Detection data:
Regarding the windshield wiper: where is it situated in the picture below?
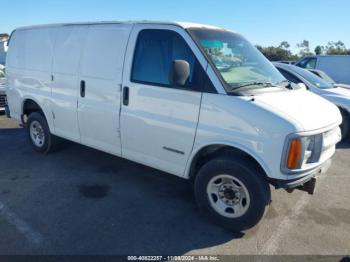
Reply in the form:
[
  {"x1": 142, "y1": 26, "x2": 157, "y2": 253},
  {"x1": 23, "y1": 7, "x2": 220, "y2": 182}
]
[
  {"x1": 232, "y1": 82, "x2": 275, "y2": 91},
  {"x1": 276, "y1": 80, "x2": 293, "y2": 89}
]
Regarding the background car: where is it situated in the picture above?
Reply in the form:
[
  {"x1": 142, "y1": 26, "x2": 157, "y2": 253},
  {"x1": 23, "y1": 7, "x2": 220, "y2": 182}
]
[
  {"x1": 308, "y1": 69, "x2": 350, "y2": 89},
  {"x1": 295, "y1": 55, "x2": 350, "y2": 85},
  {"x1": 0, "y1": 68, "x2": 7, "y2": 111},
  {"x1": 273, "y1": 63, "x2": 350, "y2": 140}
]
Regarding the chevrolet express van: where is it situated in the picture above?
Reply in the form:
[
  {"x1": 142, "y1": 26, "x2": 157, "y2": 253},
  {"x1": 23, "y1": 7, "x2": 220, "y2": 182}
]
[{"x1": 6, "y1": 21, "x2": 341, "y2": 230}]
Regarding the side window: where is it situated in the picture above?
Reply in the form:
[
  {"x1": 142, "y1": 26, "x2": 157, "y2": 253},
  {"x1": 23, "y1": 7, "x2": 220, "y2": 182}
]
[
  {"x1": 278, "y1": 68, "x2": 302, "y2": 84},
  {"x1": 131, "y1": 29, "x2": 216, "y2": 92}
]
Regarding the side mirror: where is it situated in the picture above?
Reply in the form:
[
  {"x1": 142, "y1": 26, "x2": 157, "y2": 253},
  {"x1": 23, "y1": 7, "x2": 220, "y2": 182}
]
[
  {"x1": 298, "y1": 83, "x2": 308, "y2": 90},
  {"x1": 169, "y1": 60, "x2": 190, "y2": 86}
]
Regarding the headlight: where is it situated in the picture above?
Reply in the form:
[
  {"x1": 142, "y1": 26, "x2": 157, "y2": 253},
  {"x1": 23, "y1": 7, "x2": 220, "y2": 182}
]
[{"x1": 283, "y1": 134, "x2": 322, "y2": 170}]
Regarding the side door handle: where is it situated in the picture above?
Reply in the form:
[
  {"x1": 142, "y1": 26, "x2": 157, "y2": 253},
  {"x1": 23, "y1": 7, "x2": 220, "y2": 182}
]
[
  {"x1": 123, "y1": 86, "x2": 129, "y2": 106},
  {"x1": 80, "y1": 80, "x2": 85, "y2": 97}
]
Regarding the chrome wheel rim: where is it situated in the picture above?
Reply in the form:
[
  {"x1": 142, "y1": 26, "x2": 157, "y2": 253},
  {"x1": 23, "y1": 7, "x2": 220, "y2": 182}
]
[
  {"x1": 29, "y1": 120, "x2": 45, "y2": 147},
  {"x1": 207, "y1": 174, "x2": 250, "y2": 218}
]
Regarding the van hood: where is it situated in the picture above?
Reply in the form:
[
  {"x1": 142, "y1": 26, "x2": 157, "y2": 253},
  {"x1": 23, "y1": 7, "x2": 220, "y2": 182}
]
[{"x1": 255, "y1": 89, "x2": 341, "y2": 132}]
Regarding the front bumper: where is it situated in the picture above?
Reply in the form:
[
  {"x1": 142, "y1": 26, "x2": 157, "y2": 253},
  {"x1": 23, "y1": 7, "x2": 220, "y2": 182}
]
[{"x1": 271, "y1": 159, "x2": 332, "y2": 189}]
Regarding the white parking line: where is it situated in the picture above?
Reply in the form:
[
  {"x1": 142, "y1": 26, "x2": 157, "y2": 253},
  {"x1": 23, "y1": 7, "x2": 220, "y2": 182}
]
[
  {"x1": 259, "y1": 177, "x2": 323, "y2": 255},
  {"x1": 0, "y1": 202, "x2": 43, "y2": 245}
]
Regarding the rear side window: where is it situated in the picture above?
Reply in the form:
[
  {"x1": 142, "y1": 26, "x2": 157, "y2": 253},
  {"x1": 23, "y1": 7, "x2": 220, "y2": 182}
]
[
  {"x1": 7, "y1": 28, "x2": 53, "y2": 72},
  {"x1": 81, "y1": 24, "x2": 130, "y2": 82},
  {"x1": 131, "y1": 29, "x2": 216, "y2": 92},
  {"x1": 53, "y1": 26, "x2": 87, "y2": 75}
]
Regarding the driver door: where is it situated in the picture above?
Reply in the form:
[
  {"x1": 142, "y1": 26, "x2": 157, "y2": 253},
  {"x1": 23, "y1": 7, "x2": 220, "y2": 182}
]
[{"x1": 121, "y1": 24, "x2": 208, "y2": 176}]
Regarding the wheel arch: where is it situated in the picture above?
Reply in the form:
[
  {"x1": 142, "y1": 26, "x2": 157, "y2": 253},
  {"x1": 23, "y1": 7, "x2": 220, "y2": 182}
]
[
  {"x1": 185, "y1": 142, "x2": 270, "y2": 179},
  {"x1": 21, "y1": 97, "x2": 52, "y2": 131}
]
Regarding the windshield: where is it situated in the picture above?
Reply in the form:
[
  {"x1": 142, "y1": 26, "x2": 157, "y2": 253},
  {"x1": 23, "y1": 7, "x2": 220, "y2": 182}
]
[
  {"x1": 189, "y1": 28, "x2": 285, "y2": 90},
  {"x1": 292, "y1": 66, "x2": 334, "y2": 89}
]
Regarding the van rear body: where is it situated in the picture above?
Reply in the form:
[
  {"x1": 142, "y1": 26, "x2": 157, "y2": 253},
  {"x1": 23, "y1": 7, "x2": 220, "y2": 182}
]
[{"x1": 6, "y1": 21, "x2": 341, "y2": 230}]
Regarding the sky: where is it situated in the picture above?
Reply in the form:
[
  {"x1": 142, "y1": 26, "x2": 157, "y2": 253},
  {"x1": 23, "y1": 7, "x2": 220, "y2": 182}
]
[{"x1": 0, "y1": 0, "x2": 350, "y2": 52}]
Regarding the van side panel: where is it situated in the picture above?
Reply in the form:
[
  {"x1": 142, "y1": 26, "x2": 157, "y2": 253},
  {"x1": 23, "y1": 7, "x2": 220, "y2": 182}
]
[
  {"x1": 317, "y1": 56, "x2": 350, "y2": 84},
  {"x1": 6, "y1": 28, "x2": 53, "y2": 131},
  {"x1": 51, "y1": 26, "x2": 88, "y2": 142},
  {"x1": 78, "y1": 24, "x2": 132, "y2": 155}
]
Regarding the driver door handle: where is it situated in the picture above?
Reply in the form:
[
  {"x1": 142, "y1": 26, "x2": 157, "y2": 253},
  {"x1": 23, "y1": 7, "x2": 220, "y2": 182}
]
[{"x1": 123, "y1": 86, "x2": 129, "y2": 106}]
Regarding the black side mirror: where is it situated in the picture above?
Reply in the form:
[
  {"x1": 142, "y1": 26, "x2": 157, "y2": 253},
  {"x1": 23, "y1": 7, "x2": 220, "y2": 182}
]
[{"x1": 169, "y1": 60, "x2": 190, "y2": 86}]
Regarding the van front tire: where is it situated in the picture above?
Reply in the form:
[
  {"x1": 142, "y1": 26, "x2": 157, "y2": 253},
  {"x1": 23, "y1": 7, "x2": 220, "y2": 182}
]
[
  {"x1": 195, "y1": 157, "x2": 271, "y2": 231},
  {"x1": 26, "y1": 112, "x2": 56, "y2": 154}
]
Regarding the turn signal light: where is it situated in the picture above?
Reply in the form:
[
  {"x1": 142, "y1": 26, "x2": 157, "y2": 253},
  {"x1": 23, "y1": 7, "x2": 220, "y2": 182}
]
[{"x1": 287, "y1": 138, "x2": 301, "y2": 169}]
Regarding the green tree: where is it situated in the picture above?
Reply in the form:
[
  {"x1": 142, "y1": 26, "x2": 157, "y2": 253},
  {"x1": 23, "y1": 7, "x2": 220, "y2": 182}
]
[
  {"x1": 279, "y1": 41, "x2": 290, "y2": 50},
  {"x1": 297, "y1": 40, "x2": 313, "y2": 56},
  {"x1": 315, "y1": 45, "x2": 324, "y2": 55},
  {"x1": 326, "y1": 41, "x2": 350, "y2": 55}
]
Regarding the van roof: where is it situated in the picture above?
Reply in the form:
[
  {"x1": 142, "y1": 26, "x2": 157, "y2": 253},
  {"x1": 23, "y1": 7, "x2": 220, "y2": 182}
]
[{"x1": 16, "y1": 20, "x2": 225, "y2": 30}]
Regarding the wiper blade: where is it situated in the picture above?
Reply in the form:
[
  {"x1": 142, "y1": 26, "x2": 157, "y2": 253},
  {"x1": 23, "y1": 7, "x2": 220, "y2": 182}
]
[
  {"x1": 232, "y1": 82, "x2": 275, "y2": 90},
  {"x1": 276, "y1": 80, "x2": 293, "y2": 89}
]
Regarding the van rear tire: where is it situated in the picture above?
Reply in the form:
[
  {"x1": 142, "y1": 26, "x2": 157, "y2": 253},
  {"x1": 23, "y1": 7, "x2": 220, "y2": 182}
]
[
  {"x1": 195, "y1": 157, "x2": 271, "y2": 231},
  {"x1": 26, "y1": 112, "x2": 57, "y2": 154}
]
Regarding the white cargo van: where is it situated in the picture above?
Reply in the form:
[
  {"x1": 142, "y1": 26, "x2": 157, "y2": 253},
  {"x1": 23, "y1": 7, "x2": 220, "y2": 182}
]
[
  {"x1": 6, "y1": 22, "x2": 341, "y2": 230},
  {"x1": 296, "y1": 55, "x2": 350, "y2": 85}
]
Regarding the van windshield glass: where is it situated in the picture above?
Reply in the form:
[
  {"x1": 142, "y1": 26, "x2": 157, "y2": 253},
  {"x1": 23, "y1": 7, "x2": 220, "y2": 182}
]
[{"x1": 188, "y1": 28, "x2": 285, "y2": 91}]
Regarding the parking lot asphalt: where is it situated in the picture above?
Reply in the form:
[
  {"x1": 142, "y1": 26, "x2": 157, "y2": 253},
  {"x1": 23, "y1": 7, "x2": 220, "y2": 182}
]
[{"x1": 0, "y1": 115, "x2": 350, "y2": 255}]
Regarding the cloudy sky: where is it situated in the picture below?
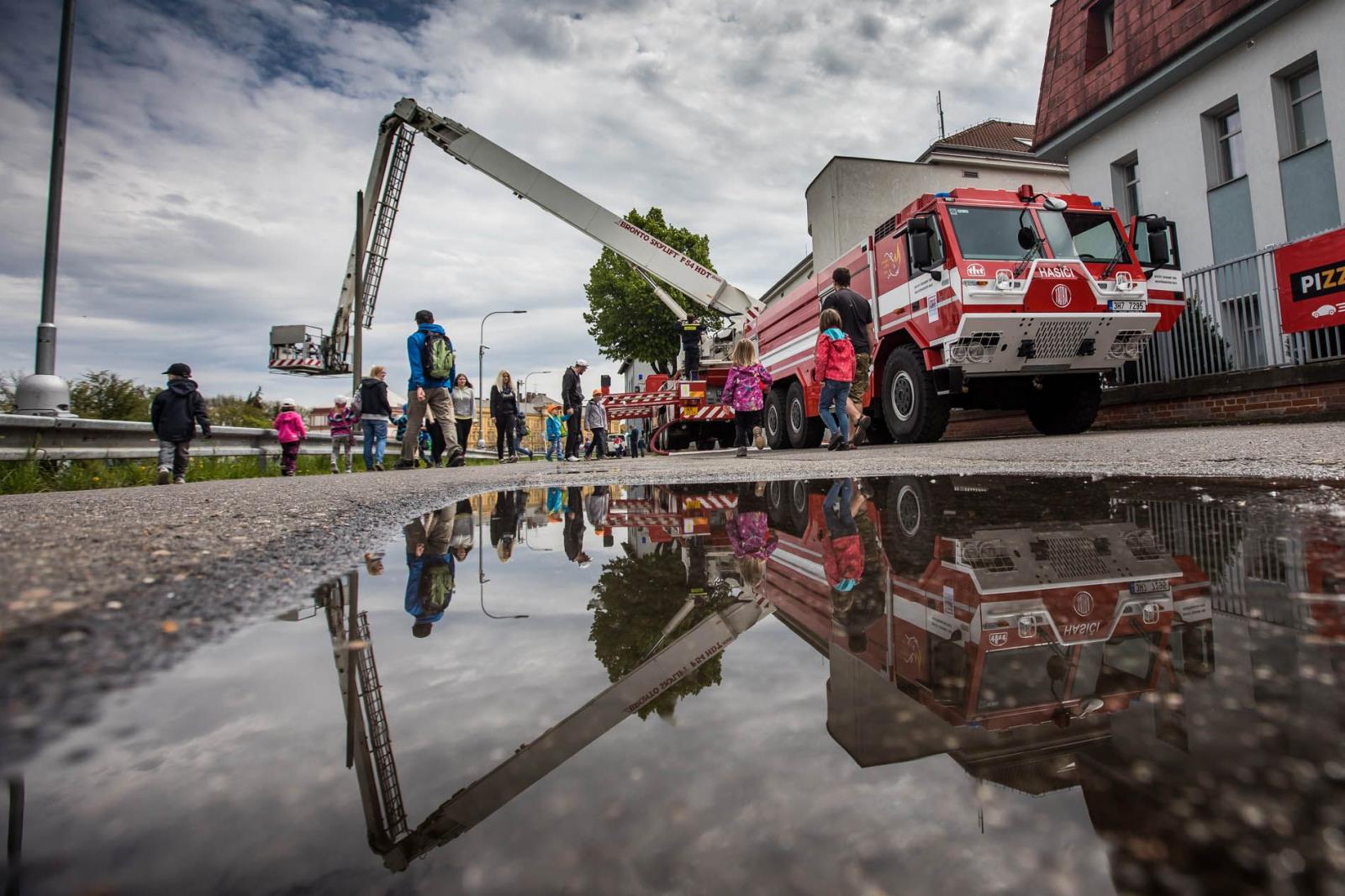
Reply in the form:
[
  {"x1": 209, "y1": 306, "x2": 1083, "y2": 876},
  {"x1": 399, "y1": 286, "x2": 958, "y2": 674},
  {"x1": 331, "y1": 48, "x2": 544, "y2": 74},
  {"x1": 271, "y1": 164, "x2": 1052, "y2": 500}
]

- AIM: Render the data as a Markdown table with the columns Row and Line, starting at the line containing "Regarding the white cargo" and ending at the end of the data, with one numbered row for each nonblank line. Leave the pictures out.

- TASK RESPONSE:
| Row | Line |
|---|---|
| 1 | Regarding the white cargo van: where is it situated in the picture above? |
| 2 | Reply in the form: |
| 3 | [ |
| 4 |   {"x1": 142, "y1": 26, "x2": 157, "y2": 253}, |
| 5 |   {"x1": 23, "y1": 7, "x2": 220, "y2": 182} |
| 6 | ] |
| 7 | [ |
| 8 |   {"x1": 6, "y1": 22, "x2": 341, "y2": 230}, |
| 9 |   {"x1": 296, "y1": 55, "x2": 350, "y2": 85} |
| 10 | ] |
| 11 | Regarding the van windshield glass: where is it situated in the picture above? |
| 12 | Reply in the form: |
| 13 | [ |
| 14 |   {"x1": 142, "y1": 26, "x2": 157, "y2": 253}, |
| 15 |   {"x1": 23, "y1": 7, "x2": 220, "y2": 182} |
| 16 | ] |
| 17 | [{"x1": 188, "y1": 28, "x2": 285, "y2": 91}] |
| 18 | Regarding the parking lot asphalt: where is it situated in the picture above? |
| 19 | Reply in the form: |
| 20 | [ |
| 21 |   {"x1": 142, "y1": 26, "x2": 157, "y2": 253}, |
| 22 |   {"x1": 23, "y1": 7, "x2": 220, "y2": 182} |
| 23 | ] |
| 24 | [{"x1": 0, "y1": 115, "x2": 350, "y2": 255}] |
| 25 | Regarding the cloudy sky: where is it situated in the picture below? |
| 26 | Reply in the form: |
| 27 | [ |
| 28 |   {"x1": 209, "y1": 306, "x2": 1083, "y2": 876}, |
| 29 |   {"x1": 399, "y1": 286, "x2": 958, "y2": 674}, |
| 30 |   {"x1": 331, "y1": 48, "x2": 544, "y2": 74}, |
| 31 |   {"x1": 271, "y1": 164, "x2": 1052, "y2": 500} |
| 32 | ] |